YOUR ASSIGNMENT:
Copy out every line of the records in which "yellow" can be found.

(Stored items)
########################################

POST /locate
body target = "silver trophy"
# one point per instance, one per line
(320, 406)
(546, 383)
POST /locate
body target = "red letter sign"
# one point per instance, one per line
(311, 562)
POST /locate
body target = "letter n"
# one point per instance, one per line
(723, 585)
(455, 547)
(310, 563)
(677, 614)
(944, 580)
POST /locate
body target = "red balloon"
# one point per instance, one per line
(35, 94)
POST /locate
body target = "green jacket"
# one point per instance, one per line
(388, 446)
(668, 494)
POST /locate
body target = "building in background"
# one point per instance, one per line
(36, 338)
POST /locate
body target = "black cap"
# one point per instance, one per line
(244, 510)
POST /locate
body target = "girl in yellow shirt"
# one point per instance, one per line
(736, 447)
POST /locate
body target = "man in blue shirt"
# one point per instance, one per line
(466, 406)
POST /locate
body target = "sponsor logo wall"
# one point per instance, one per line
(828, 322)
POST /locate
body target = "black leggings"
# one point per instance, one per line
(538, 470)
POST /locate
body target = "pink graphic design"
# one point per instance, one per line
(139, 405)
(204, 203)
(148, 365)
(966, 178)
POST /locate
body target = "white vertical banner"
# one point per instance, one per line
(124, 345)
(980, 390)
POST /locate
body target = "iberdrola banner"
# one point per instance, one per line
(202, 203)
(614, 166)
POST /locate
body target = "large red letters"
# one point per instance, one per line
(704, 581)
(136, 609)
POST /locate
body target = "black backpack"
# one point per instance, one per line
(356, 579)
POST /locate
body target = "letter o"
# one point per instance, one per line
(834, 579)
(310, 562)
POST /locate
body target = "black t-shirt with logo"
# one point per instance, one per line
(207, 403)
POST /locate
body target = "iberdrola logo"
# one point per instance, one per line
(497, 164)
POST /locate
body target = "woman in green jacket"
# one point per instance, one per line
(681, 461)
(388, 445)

########################################

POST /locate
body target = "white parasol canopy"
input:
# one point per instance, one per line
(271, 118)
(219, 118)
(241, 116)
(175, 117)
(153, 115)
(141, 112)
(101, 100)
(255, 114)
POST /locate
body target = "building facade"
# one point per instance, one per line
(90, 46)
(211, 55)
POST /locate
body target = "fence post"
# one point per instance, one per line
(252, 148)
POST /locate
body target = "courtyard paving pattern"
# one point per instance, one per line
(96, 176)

########################################

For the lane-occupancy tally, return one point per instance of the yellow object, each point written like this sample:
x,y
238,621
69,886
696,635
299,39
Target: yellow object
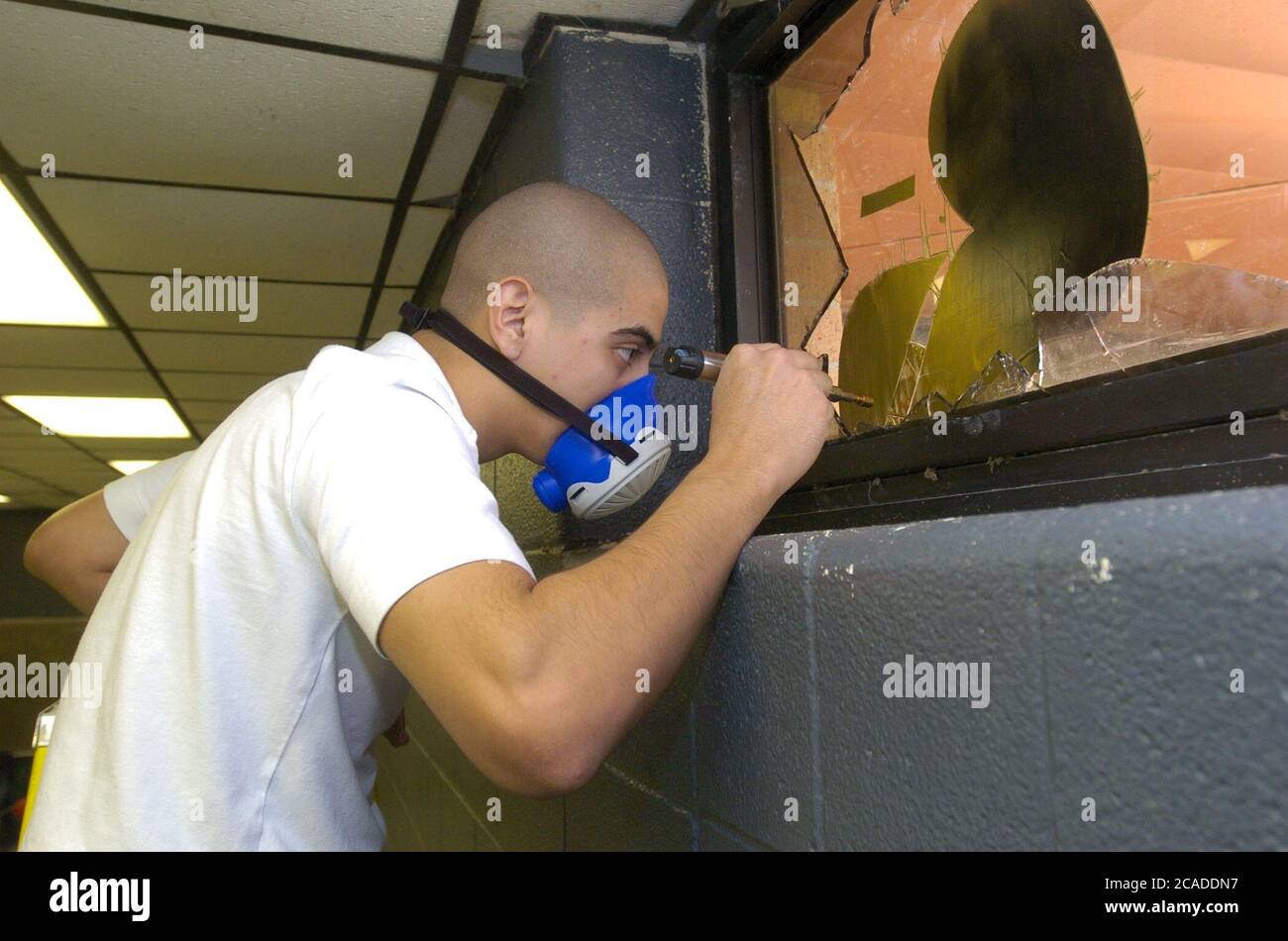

########################################

REPLY TO THE TASK:
body target = "girl in yellow shirt"
For the lane-occupancy tally, return one point per instance of the yellow object, each point written like this sample:
Target: yellow object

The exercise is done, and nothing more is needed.